*Directions for this task*. Repeat the data that follows, word for word, without the images.

(Point labeling dataset excerpts)

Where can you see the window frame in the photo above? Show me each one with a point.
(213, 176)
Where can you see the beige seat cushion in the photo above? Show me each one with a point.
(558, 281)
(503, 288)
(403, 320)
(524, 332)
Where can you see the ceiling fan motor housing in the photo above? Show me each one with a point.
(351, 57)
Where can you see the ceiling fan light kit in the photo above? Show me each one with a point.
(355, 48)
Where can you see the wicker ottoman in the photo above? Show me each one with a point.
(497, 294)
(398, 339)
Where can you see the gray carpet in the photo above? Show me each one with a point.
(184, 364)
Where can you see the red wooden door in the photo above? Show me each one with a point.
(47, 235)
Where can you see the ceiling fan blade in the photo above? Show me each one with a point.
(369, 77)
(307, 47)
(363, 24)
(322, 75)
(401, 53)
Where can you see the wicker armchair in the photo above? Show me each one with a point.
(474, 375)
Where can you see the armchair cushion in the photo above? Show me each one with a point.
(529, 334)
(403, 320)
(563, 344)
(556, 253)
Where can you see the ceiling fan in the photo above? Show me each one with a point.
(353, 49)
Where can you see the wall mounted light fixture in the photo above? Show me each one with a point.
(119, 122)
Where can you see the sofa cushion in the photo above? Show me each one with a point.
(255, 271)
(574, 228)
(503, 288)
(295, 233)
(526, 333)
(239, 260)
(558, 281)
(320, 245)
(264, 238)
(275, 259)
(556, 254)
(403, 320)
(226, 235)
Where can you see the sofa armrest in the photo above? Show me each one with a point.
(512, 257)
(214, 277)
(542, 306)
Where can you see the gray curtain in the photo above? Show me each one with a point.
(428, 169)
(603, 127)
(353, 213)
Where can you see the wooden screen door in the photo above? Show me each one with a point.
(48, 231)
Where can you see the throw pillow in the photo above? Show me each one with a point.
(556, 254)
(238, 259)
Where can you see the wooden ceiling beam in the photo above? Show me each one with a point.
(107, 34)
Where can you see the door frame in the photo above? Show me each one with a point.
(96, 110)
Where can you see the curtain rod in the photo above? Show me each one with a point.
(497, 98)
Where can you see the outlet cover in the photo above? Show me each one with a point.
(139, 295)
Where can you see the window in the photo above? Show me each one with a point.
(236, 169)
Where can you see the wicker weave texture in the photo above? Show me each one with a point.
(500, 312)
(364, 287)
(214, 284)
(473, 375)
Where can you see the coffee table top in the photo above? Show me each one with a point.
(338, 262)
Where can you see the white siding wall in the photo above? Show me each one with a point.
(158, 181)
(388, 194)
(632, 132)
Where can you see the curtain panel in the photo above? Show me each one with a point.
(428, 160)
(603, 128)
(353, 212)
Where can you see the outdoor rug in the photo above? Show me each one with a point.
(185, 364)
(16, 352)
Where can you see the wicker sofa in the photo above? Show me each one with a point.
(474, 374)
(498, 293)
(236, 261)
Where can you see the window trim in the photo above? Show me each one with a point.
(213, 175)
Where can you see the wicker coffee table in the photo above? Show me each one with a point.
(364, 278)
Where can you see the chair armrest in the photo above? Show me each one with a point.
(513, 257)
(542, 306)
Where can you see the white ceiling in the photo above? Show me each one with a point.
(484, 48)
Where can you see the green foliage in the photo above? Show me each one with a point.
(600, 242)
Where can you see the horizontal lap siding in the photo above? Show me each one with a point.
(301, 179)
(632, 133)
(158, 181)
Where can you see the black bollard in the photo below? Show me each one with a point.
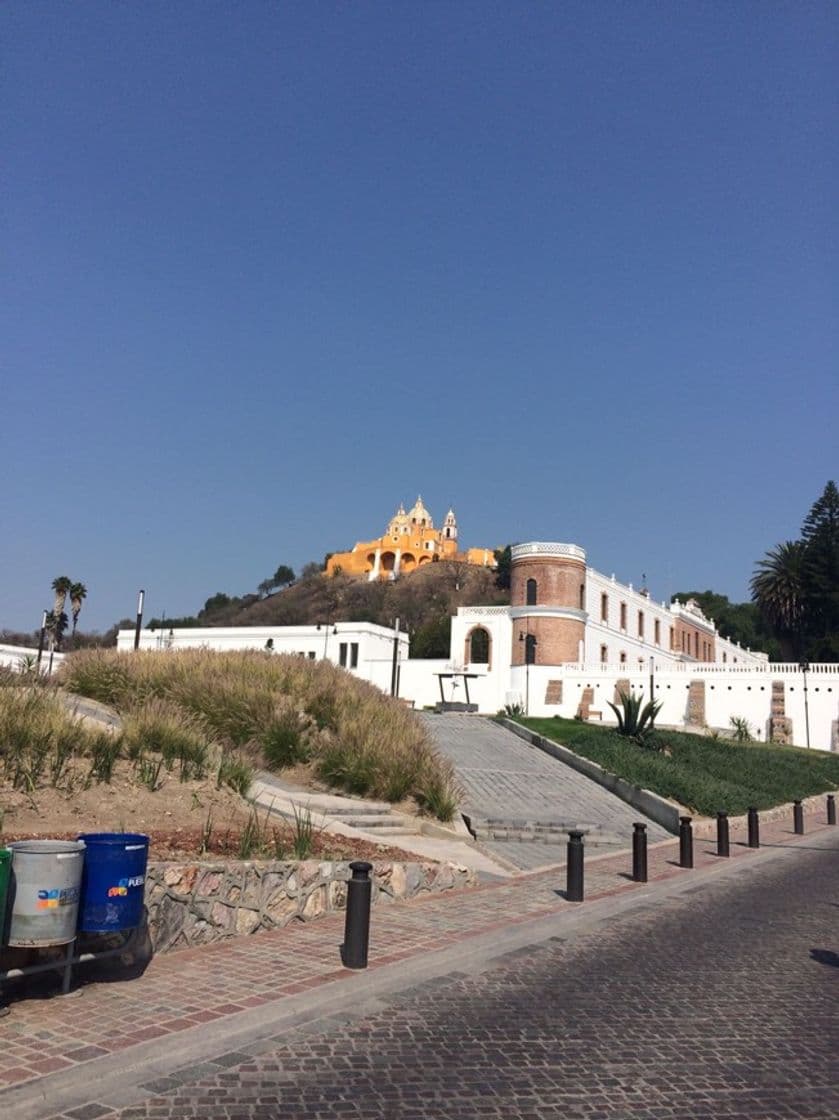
(356, 926)
(798, 818)
(686, 842)
(639, 852)
(574, 870)
(723, 834)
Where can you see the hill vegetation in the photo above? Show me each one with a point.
(704, 774)
(423, 603)
(251, 708)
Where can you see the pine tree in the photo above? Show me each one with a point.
(820, 575)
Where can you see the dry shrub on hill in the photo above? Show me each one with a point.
(278, 710)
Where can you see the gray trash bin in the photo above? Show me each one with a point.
(46, 878)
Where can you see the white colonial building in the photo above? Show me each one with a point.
(569, 642)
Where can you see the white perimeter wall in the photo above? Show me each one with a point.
(11, 656)
(738, 691)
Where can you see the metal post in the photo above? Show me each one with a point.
(723, 834)
(356, 926)
(140, 600)
(42, 636)
(67, 971)
(394, 664)
(798, 818)
(686, 842)
(804, 665)
(574, 869)
(639, 852)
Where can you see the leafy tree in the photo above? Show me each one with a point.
(283, 576)
(215, 603)
(503, 565)
(432, 638)
(820, 541)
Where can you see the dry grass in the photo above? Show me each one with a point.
(279, 710)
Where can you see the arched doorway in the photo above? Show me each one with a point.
(478, 646)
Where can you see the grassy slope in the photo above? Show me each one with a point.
(278, 710)
(705, 774)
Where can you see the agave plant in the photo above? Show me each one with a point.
(634, 717)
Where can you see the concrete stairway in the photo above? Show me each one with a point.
(551, 832)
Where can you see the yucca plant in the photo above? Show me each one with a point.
(635, 719)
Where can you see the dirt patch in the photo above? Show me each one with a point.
(184, 820)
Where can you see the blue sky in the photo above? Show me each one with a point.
(270, 269)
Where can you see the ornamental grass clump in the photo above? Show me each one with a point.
(279, 710)
(39, 739)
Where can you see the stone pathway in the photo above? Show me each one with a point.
(510, 783)
(115, 1044)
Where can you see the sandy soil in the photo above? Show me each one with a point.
(178, 817)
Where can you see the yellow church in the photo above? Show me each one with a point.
(409, 541)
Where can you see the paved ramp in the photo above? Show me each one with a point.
(521, 802)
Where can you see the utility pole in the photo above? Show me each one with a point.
(394, 665)
(140, 600)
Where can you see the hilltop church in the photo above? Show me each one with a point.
(409, 541)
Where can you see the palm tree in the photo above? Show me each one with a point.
(777, 589)
(77, 595)
(61, 586)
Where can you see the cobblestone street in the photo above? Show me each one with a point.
(720, 1001)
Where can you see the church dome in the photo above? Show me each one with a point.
(419, 514)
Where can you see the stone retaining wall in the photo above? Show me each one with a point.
(193, 904)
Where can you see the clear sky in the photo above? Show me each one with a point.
(270, 269)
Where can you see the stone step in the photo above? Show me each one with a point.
(351, 812)
(373, 823)
(542, 831)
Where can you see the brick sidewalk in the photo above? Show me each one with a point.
(182, 991)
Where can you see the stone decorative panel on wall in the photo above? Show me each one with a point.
(779, 728)
(622, 684)
(696, 703)
(553, 692)
(586, 700)
(193, 904)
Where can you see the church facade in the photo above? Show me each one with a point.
(409, 542)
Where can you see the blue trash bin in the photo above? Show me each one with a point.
(113, 883)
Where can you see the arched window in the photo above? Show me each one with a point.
(478, 649)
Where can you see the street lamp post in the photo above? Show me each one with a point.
(530, 643)
(140, 600)
(804, 666)
(394, 663)
(325, 626)
(42, 636)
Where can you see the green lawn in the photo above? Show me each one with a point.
(704, 774)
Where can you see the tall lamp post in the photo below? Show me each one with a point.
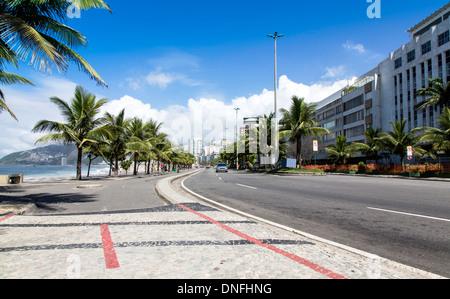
(275, 36)
(237, 110)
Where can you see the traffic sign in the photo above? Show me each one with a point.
(409, 151)
(315, 146)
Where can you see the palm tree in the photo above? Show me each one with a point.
(35, 30)
(116, 138)
(137, 140)
(440, 138)
(299, 122)
(340, 152)
(82, 125)
(397, 140)
(437, 93)
(153, 136)
(372, 145)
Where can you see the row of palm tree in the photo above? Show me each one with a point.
(299, 122)
(425, 141)
(112, 137)
(35, 31)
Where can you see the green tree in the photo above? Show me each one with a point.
(137, 142)
(439, 137)
(340, 152)
(372, 145)
(437, 93)
(116, 138)
(299, 121)
(398, 140)
(81, 124)
(35, 31)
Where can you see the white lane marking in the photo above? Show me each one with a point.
(245, 186)
(409, 214)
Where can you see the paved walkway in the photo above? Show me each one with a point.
(185, 239)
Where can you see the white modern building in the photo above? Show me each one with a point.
(388, 92)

*Solution to this problem*.
Where can you see the window frame in the photo above? Show me each one with a point.
(213, 176)
Where can you see the beige seat cushion in the photo above? Show me each one with a point.
(558, 281)
(503, 288)
(403, 320)
(524, 332)
Where can you see the ceiling fan motor housing in the photo above? Show me each one with a point.
(351, 57)
Where can you see the ceiling fan light kit in the photo above? Show me each one with a point.
(355, 48)
Where can you see the wicker ottoman in the photo above? Show me each one with a point.
(497, 294)
(398, 339)
Where can you see the gray carpet in the photo above? Show me each one with a point.
(184, 364)
Where can you see the red wooden door in the photo above? Show me each one with a point.
(47, 235)
Where can you see the ceiling fan blade in the photo above? Show me each one with a point.
(369, 77)
(307, 47)
(363, 24)
(322, 75)
(401, 53)
Where can you see the wicker armchair in the photo above? Show me each one with a point.
(474, 375)
Where can you see the armchair cushion in the photo above? Show me each one with a point.
(529, 334)
(403, 320)
(563, 344)
(556, 253)
Where can you see the ceiling fan in the photo above? Show me each one with a point.
(353, 49)
Where can you see the wall mounted light fixture in the photo above? Show me each one with a point.
(119, 122)
Where can you see the sofa cushion in the photo above? Show me each one with a point.
(255, 271)
(574, 228)
(503, 288)
(295, 233)
(526, 333)
(239, 260)
(558, 281)
(320, 245)
(264, 238)
(275, 259)
(556, 254)
(403, 320)
(226, 235)
Where can you see the sofa armrest in the photo above? Show me each one with a point.
(512, 257)
(214, 277)
(542, 306)
Where can you see the gray curtain in the photo above? Show me each one with a point.
(428, 169)
(603, 127)
(353, 213)
Where can you see the wooden screen door in the photo above? Show me each one with a point.
(48, 231)
Where can you see the throw pillow in the photo above? Show me each one with a point.
(556, 254)
(238, 259)
Where can you see the wooden ceiling beam in the photo above? Show me each one with a point.
(107, 34)
Where can you see the door frame in the photo above? Show me each one with a point.
(96, 110)
Where can you see the curtain rod in the photo above? Show me each one with a point.
(497, 98)
Where can you see the outlet cover in the photo above? Show me each one with a point.
(139, 295)
Where can you see the window in the photo above? Show me each one with a point.
(236, 169)
Where can you see the wicker weave texture in the photo above? Show me each one with a point.
(500, 312)
(364, 287)
(214, 284)
(473, 375)
Where can you see the coffee table top in the photo above? Show me each one with a point.
(338, 262)
Where can you see the white siding wall in the photo above? Show me each one with a point.
(158, 181)
(388, 194)
(632, 132)
Where can you see the curtain panel in the photo above? Show me each one with a point.
(428, 160)
(603, 128)
(353, 212)
Where can you see the outdoor rug in the photo above? Show me each one with a point.
(185, 364)
(16, 352)
Where can you see the wicker sofa in the photo above? Show me each one with a point.
(474, 374)
(498, 293)
(236, 261)
Where can you see the window trim in the photo above? Show me each one with a point.
(213, 175)
Where can you see the wicker coffee table in the photo above? Show me each one with a point.
(364, 278)
Where can you see the chair armrest in the photo above? Show me each one with a point.
(513, 257)
(542, 306)
Where can you see the white ceiling in the photo above? Show me each one with a point.
(484, 48)
Where can you see the green foliage in the photo above? Show me each one with a point.
(600, 242)
Where can you see the horizontal lap siding in the photo above? Show me each one with a point.
(301, 179)
(632, 133)
(158, 181)
Where can you see the black bollard in the photo below? Show me each one with a point.
(356, 926)
(798, 818)
(686, 842)
(639, 852)
(574, 870)
(723, 834)
Where can you see the hill vegetation in the photo above? Show me each one with a point.
(704, 774)
(423, 603)
(251, 708)
Where can you see the pine tree in the photo above? Show me each one with a point.
(820, 575)
Where can you see the dry shrub on hill in the photo above? Show me each one with a point.
(278, 710)
Where can you see the gray trash bin in the photo above? Show me each one with a point.
(46, 878)
Where can you see the white colonial building in the photo above? Show me each one with a point.
(569, 642)
Where can you see the white perimeter wall in the photo above? Show me each one with a point.
(11, 656)
(738, 691)
Where can you see the metal post in the photo above? Show me each one with a point.
(723, 834)
(356, 926)
(140, 600)
(42, 636)
(67, 971)
(394, 664)
(798, 818)
(686, 842)
(804, 665)
(574, 869)
(639, 852)
Where can you see the leafy tree in the photo above? Show me each one with a point.
(283, 576)
(215, 603)
(503, 565)
(432, 638)
(820, 541)
Where can you see the dry grass in the photo above? Show me each one with a point.
(279, 710)
Where can you see the arched doorway in the photo above? Show me each one with a point.
(478, 646)
Where can you see the grassy slope in the photo above? Show me each one with a point.
(278, 710)
(705, 774)
Where can you see the agave plant in the photo above? Show me each one with a point.
(634, 717)
Where can you see the concrete stairway in the photo above? Show me each one with a point.
(551, 832)
Where can you see the yucca plant in the photo above? Show me each one with a point.
(635, 719)
Where can you see the dirt patch in the photo above? Show me each one with a point.
(184, 820)
Where can you see the blue sky in the photo above? Show me each one with a point.
(270, 269)
Where can you see the ornamental grass clump in the photo above? Show me each one with a point.
(279, 710)
(39, 739)
Where can you see the stone pathway in the photo above? Show me each one with a point.
(510, 783)
(115, 1044)
Where can you see the sandy soil in the photo above? Show me each one with a point.
(178, 817)
Where can you see the yellow church in the photo above? Show me each one with a point.
(409, 541)
Where can you see the paved ramp in the photo above? Show me each one with a point.
(521, 802)
Where can you see the utility pole in the photo above? Show me each one with a point.
(394, 665)
(140, 600)
Where can you see the hilltop church in the photo above? Show me each one with a point.
(409, 541)
Where can you see the palm tree in the photo above? Show me each one with a point.
(777, 589)
(77, 595)
(61, 586)
Where can you see the cobblestone street in the photo above? Show me each one with a point.
(720, 1001)
Where can you see the church dome in the photo above? Show me each one with a point.
(419, 514)
Where can you see the stone retaining wall in the photo above? Show me each one with a point.
(193, 904)
Where can you see the clear sky in the photo above? Show me each one with a point.
(270, 269)
Where can you see the stone step in the photo above? Show me each one with a point.
(351, 812)
(373, 823)
(542, 831)
Where can you see the brick sidewalk in the photo above? Show me each one with a point.
(182, 991)
Where can you see the stone decorative panel on wall in the photo above? Show me each one with a point.
(779, 728)
(622, 684)
(696, 703)
(553, 692)
(586, 700)
(193, 904)
Where can you see the church facade in the photo above? Show me each one with a point.
(409, 542)
Where can you see the blue trash bin in the photo above? Show me each one with a point.
(113, 883)
Where can you see the arched window in the photo above? Show me each one with a point.
(478, 649)
Where can you see the street lamp post in the photo above? Show me each one with a point.
(530, 643)
(140, 600)
(804, 666)
(394, 663)
(325, 626)
(42, 636)
Where can you see the green lawn in the photo above? Show me each one with a point.
(704, 774)
Where can you see the tall lamp post in the photo below? Show me each one with a point.
(275, 36)
(237, 110)
Where can you see the traffic sign in the photo above? Show me each one with a point.
(409, 151)
(315, 146)
Where can you see the palm tree in the photo above? Show me each one with a point.
(35, 30)
(116, 138)
(137, 140)
(440, 138)
(299, 122)
(340, 152)
(82, 125)
(397, 140)
(437, 93)
(153, 136)
(372, 145)
Where can you see the row of palm tree in the photo above? Show me each one with a point.
(299, 122)
(425, 141)
(112, 137)
(35, 31)
Where can you see the green tree in the photo above? Show me each one with a point.
(137, 142)
(439, 137)
(340, 152)
(372, 145)
(437, 93)
(116, 138)
(299, 121)
(398, 140)
(81, 124)
(35, 31)
Where can you see the white lane marking in the photo above? Show me each one with a point.
(245, 186)
(409, 214)
Where can you see the paved walkway in the photo above? Show me each one with a point.
(185, 239)
Where can you see the white modern building in the photo above? Show me each one with a point.
(388, 92)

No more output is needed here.